Recorded information:
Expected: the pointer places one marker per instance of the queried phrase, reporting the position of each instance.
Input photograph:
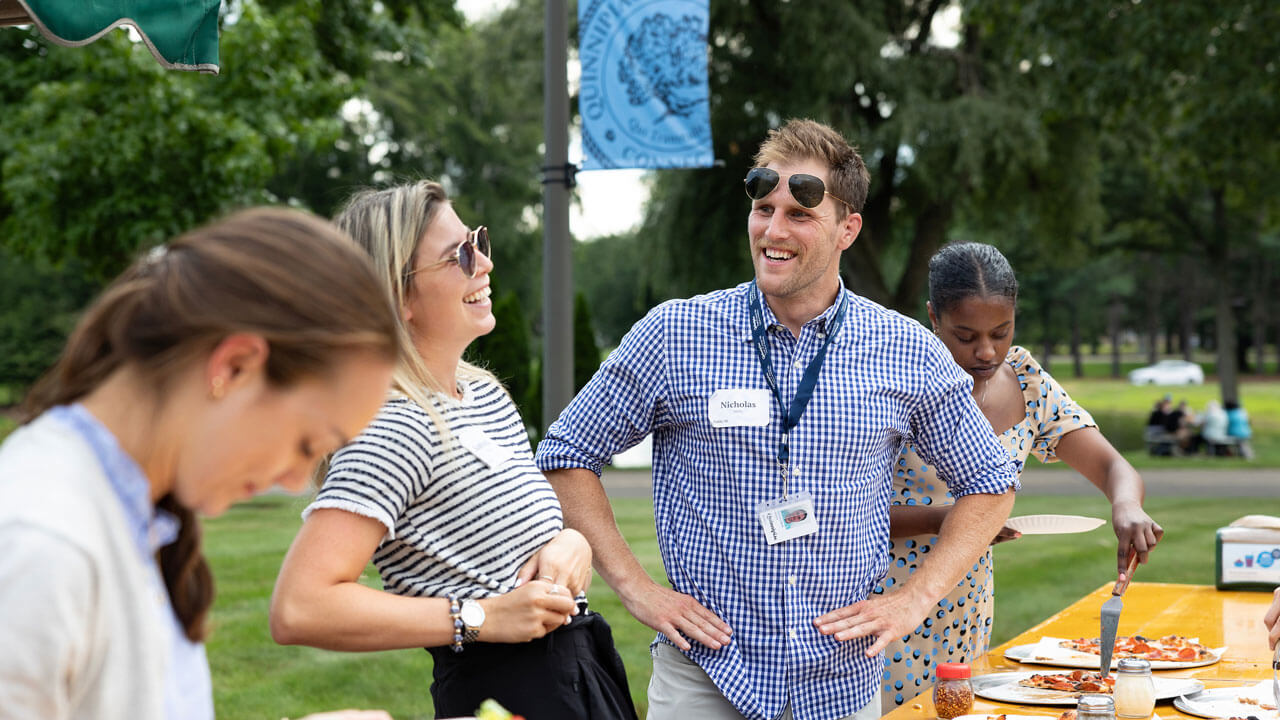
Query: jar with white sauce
(1134, 691)
(1095, 707)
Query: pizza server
(1111, 614)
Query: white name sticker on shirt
(787, 518)
(739, 408)
(484, 447)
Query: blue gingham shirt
(188, 687)
(885, 379)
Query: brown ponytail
(287, 276)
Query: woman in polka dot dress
(972, 304)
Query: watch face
(472, 615)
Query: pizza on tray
(1075, 682)
(1174, 648)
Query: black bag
(574, 673)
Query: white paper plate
(1002, 687)
(1052, 524)
(1083, 660)
(1225, 702)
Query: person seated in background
(1160, 413)
(1238, 428)
(1156, 434)
(1178, 424)
(1214, 429)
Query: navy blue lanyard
(808, 382)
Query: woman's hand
(526, 613)
(1134, 528)
(565, 561)
(1006, 534)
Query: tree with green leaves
(933, 119)
(1185, 96)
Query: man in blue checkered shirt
(777, 409)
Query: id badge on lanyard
(789, 516)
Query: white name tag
(787, 518)
(739, 408)
(484, 447)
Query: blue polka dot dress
(959, 627)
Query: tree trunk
(1224, 333)
(1261, 270)
(1185, 324)
(1077, 360)
(1152, 328)
(931, 231)
(1114, 329)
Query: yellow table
(1232, 619)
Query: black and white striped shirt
(462, 510)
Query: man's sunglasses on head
(465, 254)
(808, 190)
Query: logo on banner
(644, 95)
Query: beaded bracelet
(456, 615)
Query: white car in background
(1168, 373)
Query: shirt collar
(151, 528)
(822, 320)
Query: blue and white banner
(644, 99)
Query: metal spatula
(1275, 675)
(1111, 614)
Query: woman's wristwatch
(472, 618)
(467, 616)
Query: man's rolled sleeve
(954, 436)
(616, 409)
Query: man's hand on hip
(676, 615)
(886, 616)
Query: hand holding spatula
(1111, 613)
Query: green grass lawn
(256, 679)
(1121, 409)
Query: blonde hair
(801, 139)
(286, 276)
(389, 224)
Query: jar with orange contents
(952, 695)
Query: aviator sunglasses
(465, 254)
(808, 190)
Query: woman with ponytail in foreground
(213, 369)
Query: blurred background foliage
(1121, 153)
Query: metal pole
(557, 249)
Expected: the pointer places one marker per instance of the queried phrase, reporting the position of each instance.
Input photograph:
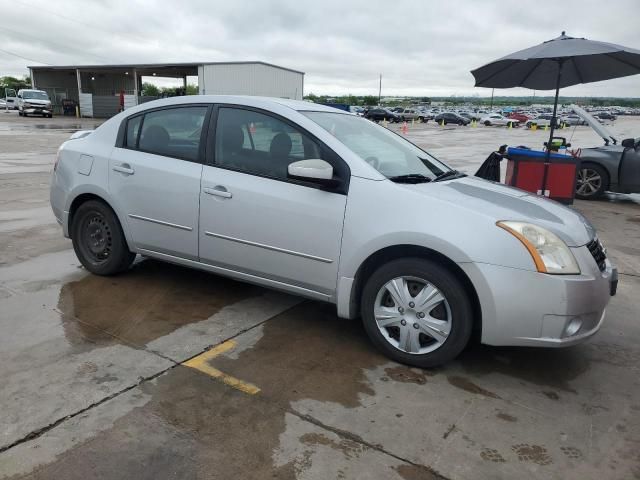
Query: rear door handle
(124, 168)
(218, 191)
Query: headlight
(550, 254)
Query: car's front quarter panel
(383, 214)
(606, 156)
(524, 308)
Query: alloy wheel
(97, 239)
(412, 315)
(589, 182)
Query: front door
(253, 219)
(154, 178)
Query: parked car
(613, 167)
(572, 120)
(450, 117)
(542, 121)
(520, 117)
(409, 114)
(497, 119)
(379, 114)
(313, 201)
(34, 102)
(606, 116)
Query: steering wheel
(373, 161)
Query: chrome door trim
(160, 222)
(247, 277)
(269, 247)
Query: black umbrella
(561, 62)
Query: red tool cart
(531, 171)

Requirement: Transcribe the whole listing exactly. Pictures stay out of your copy.

Written solution:
Expected: the pointer places one marker per instance of the queried phrase, reporting the position of each instance.
Input photograph:
Query: jar with white sauce
(1134, 691)
(1095, 707)
Query: pizza server
(1111, 614)
Query: white name sticker on shirt
(787, 518)
(739, 408)
(484, 447)
Query: blue gingham shirt
(188, 687)
(885, 379)
Query: brown ponytail
(287, 276)
Query: woman in polka dot dress
(972, 304)
Query: watch face
(472, 615)
Query: pizza on tray
(1075, 682)
(1174, 648)
Query: black bag
(574, 673)
Query: white paper plate
(1002, 687)
(1052, 524)
(1083, 660)
(1225, 702)
Query: person seated in background
(1160, 413)
(1238, 428)
(1156, 434)
(1178, 424)
(1214, 429)
Query: navy blue lanyard
(808, 382)
Query: woman's hand
(526, 613)
(1134, 528)
(565, 561)
(1006, 534)
Query: tree with green leaves
(933, 119)
(1185, 96)
Query: man in blue checkered shirt
(777, 409)
Query: id badge on lanyard
(789, 516)
Query: white name tag
(787, 518)
(739, 408)
(484, 447)
Query: blue polka dot dress
(959, 627)
Query: tree trunk
(1224, 333)
(1261, 270)
(1185, 324)
(1077, 360)
(1152, 328)
(931, 231)
(1114, 329)
Query: yellow table
(1232, 619)
Query: black and white striped shirt
(462, 510)
Query: man's sunglasses on head
(465, 254)
(808, 190)
Query: logo on banner
(644, 95)
Query: beaded bracelet
(456, 615)
Query: white car in background
(1168, 373)
Query: shirt collar
(151, 528)
(822, 320)
Query: blue and white banner
(644, 99)
Query: metal spatula
(1275, 675)
(1111, 614)
Query: woman's wristwatch
(472, 618)
(467, 616)
Query: man's rolled sleeve
(954, 436)
(616, 409)
Query: man's hand on hip
(676, 615)
(886, 616)
Query: hand holding spatula
(1111, 613)
Query: green grass lawn
(256, 679)
(1121, 409)
Query: blonde hair
(801, 139)
(286, 276)
(389, 224)
Query: jar with orange contents
(952, 695)
Query: aviator sunglasses
(465, 254)
(808, 190)
Query: woman with ponytail in foreground
(213, 369)
Query: blurred background foliage
(1121, 153)
Query: metal pole
(557, 249)
Expected: the pointer places one marker per instance of the queried phrase, reporting the position of each instance.
Input photograph:
Query: rear door handle
(124, 168)
(218, 191)
Query: headlight
(550, 254)
Query: car's front quarter panel
(383, 214)
(606, 156)
(524, 308)
Query: alloy wheel
(97, 239)
(412, 315)
(589, 182)
Query: front door
(253, 219)
(154, 178)
Query: parked car
(613, 167)
(572, 120)
(450, 117)
(542, 121)
(520, 117)
(409, 114)
(497, 119)
(379, 114)
(313, 201)
(34, 102)
(606, 116)
Query: steering wheel
(373, 161)
Query: chrome door trim
(160, 222)
(247, 277)
(269, 247)
Query: black umbrella
(561, 62)
Query: red tool cart
(531, 171)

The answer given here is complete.